Turn all the rows below into a numbered list, leaving out blank lines and the pictures.

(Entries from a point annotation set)
_ _ _ _ _

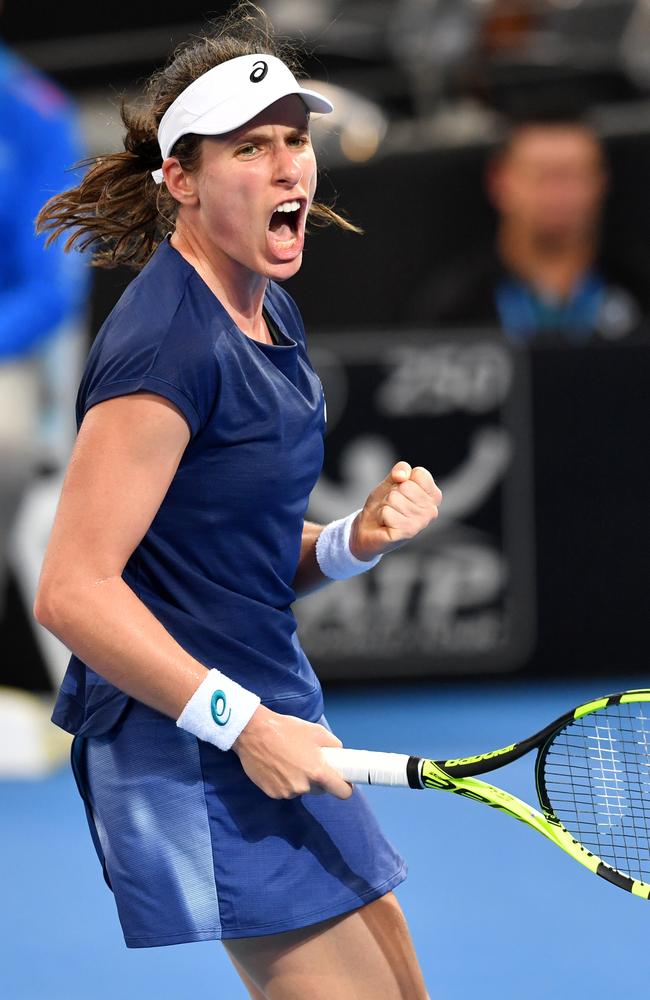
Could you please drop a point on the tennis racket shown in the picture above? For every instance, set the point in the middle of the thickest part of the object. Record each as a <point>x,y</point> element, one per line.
<point>593,782</point>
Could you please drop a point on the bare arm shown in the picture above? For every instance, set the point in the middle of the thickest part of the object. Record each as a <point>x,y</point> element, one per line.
<point>127,453</point>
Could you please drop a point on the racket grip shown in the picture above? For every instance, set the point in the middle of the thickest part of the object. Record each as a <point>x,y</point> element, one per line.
<point>368,767</point>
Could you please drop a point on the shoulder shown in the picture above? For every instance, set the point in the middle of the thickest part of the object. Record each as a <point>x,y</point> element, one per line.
<point>287,310</point>
<point>159,338</point>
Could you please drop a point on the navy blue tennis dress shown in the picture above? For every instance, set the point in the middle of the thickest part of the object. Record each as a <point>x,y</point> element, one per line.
<point>191,848</point>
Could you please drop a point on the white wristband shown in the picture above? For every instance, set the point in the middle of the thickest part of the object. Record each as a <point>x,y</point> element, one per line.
<point>218,710</point>
<point>333,550</point>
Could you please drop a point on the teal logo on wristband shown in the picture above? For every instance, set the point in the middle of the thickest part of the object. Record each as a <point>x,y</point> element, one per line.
<point>218,705</point>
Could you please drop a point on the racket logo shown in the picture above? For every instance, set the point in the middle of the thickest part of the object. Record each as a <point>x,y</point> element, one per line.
<point>260,69</point>
<point>460,761</point>
<point>218,705</point>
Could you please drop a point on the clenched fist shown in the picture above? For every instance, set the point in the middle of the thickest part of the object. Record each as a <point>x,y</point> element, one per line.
<point>399,508</point>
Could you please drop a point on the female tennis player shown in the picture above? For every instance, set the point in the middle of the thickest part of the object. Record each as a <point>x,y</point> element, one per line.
<point>180,545</point>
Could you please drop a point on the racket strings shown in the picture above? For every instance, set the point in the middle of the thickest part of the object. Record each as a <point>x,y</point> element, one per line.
<point>597,777</point>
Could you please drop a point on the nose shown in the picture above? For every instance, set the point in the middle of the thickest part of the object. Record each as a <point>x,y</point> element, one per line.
<point>288,170</point>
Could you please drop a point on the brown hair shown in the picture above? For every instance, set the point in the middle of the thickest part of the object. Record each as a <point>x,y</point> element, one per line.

_ _ _ _ _

[Exercise result]
1. Could you please drop a point on the tennis racket shown in the picture above? For every instance, set the point in the middle of the thickest part of the object. Record each as a <point>x,y</point> element, one per line.
2. <point>593,782</point>
3. Could you please drop a point on the bare arm shown in the picture above? For every instance, set the point in the middle of the thickest part of the object. Record each as a <point>x,y</point> element, one per line.
4. <point>127,453</point>
5. Could you please drop a point on the racket grip shown in the picture above? For every instance, set the point in the middle of the thickest part of the object. Record each as a <point>x,y</point> element, one per line.
6. <point>368,767</point>
7. Could you please drop a point on the shoulder shown in the picture above? For every instance, set the point in the middle of the thickest part of the object. Record each as a <point>x,y</point> element, one per line.
8. <point>287,310</point>
9. <point>159,338</point>
10. Could you please drop a point on the navy blue tennis dress shown in the picture above? For every instance, set the point in the middle of the thickest part of the object. Record each as a <point>x,y</point> element, one per line.
11. <point>191,848</point>
12. Could you please drop a point on the white wristband shown in the picture above? For every instance, set the point in the middle of the thickest part of the object. Record each as a <point>x,y</point> element, one per line.
13. <point>218,710</point>
14. <point>333,550</point>
15. Could you please drop a point on the teal logo on wristband shown in the picture above? For every instance, set the point in the middle of the thickest part of the object. Record each as a <point>x,y</point> element, one per line.
16. <point>218,705</point>
17. Could you please drop a point on the racket logo shown in the picture above? For every instance, set the point in the middle of the thickest part of the object. Record each as a <point>x,y</point> element, one per line.
18. <point>260,69</point>
19. <point>460,761</point>
20. <point>218,705</point>
21. Could you please drop a point on the clenched fist shown in the picture above? For every instance, set the point in the middle of the thickest part of the object. Record each as a <point>x,y</point> element, one per line.
22. <point>399,508</point>
23. Could you please drop a point on the female tennis player shown in the picture above? For every instance, set the point in the middle of the thickest part of the object. Record each as a <point>x,y</point> element, one per line.
24. <point>180,545</point>
25. Could you please drop a point on the racket strings shown in the picture above? For every instance, set the point in the middle of the thickest part of the object. Record each as a <point>x,y</point> element, one per line.
26. <point>597,777</point>
27. Could you please drop a point on the nose shown in the picture above? For every instance, set the point in the middle of the thickest part of the object. Record each as a <point>x,y</point> element, one per line.
28. <point>288,170</point>
29. Could you please drop a point on the brown hair shown in the picture above? For every instance, set the point in the middle of the thickest part of the object. Record each as a <point>x,y</point> element, one per line.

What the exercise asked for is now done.